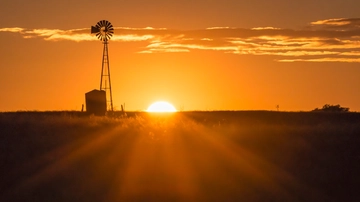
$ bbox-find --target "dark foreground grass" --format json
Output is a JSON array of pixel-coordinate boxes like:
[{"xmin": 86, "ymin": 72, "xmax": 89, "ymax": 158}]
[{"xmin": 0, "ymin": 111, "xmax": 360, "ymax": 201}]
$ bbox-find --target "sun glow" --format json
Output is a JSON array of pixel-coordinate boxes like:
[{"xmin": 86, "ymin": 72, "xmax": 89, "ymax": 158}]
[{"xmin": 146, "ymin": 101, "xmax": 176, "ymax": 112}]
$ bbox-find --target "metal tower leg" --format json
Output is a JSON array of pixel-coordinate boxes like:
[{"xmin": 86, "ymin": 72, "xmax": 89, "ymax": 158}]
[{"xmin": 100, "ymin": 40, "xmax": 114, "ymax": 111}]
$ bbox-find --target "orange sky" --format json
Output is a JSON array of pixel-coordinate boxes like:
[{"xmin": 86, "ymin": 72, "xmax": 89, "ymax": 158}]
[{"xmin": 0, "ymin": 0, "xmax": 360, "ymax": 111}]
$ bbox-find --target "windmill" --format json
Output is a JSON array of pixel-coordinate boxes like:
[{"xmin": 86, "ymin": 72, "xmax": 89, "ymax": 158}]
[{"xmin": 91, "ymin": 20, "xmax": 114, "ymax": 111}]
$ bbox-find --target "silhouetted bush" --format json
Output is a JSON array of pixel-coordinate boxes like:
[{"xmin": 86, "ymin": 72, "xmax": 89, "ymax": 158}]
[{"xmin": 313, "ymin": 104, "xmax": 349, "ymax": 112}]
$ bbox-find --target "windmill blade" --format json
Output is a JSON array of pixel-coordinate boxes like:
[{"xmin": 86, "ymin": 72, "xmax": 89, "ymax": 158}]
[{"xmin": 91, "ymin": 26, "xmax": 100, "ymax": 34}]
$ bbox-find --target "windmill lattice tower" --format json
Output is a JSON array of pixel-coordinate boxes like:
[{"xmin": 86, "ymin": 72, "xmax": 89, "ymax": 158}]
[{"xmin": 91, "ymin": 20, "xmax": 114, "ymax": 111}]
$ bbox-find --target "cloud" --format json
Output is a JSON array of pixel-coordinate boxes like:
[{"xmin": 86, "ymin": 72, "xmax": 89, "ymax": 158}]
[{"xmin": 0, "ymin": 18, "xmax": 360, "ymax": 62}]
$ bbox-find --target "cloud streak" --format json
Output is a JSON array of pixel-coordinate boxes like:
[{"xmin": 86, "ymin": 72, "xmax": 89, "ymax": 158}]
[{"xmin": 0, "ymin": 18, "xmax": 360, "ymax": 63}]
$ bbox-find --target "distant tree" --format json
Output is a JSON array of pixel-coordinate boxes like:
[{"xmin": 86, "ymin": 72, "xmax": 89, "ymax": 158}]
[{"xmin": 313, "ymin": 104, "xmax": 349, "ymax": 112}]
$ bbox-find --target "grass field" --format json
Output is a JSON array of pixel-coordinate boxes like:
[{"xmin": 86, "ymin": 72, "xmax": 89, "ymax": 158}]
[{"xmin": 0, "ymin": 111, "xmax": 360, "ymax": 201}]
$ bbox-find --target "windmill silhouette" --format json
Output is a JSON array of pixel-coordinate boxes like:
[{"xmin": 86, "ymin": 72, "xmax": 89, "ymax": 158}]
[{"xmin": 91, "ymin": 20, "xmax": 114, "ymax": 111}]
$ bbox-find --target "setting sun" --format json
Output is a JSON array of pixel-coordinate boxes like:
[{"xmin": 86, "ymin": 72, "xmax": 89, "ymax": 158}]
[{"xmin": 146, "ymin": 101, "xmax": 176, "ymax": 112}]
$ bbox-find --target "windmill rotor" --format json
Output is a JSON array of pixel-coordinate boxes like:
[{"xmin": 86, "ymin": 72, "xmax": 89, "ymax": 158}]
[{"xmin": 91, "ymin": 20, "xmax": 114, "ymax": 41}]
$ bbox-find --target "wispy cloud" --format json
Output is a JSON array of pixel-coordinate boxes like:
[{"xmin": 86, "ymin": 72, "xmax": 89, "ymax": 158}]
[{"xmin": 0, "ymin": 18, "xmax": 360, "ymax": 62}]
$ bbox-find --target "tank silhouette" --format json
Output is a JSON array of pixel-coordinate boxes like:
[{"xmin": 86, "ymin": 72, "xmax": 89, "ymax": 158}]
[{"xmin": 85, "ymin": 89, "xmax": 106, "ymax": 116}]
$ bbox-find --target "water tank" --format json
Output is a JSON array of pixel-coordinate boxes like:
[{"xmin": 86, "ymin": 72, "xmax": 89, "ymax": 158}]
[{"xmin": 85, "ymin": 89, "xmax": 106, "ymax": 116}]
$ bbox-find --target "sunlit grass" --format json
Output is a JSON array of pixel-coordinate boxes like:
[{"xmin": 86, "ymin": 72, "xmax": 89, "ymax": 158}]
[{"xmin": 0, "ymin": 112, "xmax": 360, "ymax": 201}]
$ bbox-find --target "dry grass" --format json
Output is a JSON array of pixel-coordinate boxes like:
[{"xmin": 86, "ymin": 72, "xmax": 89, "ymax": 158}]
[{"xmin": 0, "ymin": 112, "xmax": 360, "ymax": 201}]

________________________________________

* [Prompt]: Please extract every line of the data above that contains the string "windmill". Uppercase and lowercase letters must match.

* [Worked solution]:
$ bbox-find --target "windmill" --format json
$ bbox-find --target "windmill blade" --format json
$ bbox-find --target "windmill lattice tower" --format json
$ bbox-find --target "windmill silhouette" --format json
$ bbox-find --target "windmill rotor" --format json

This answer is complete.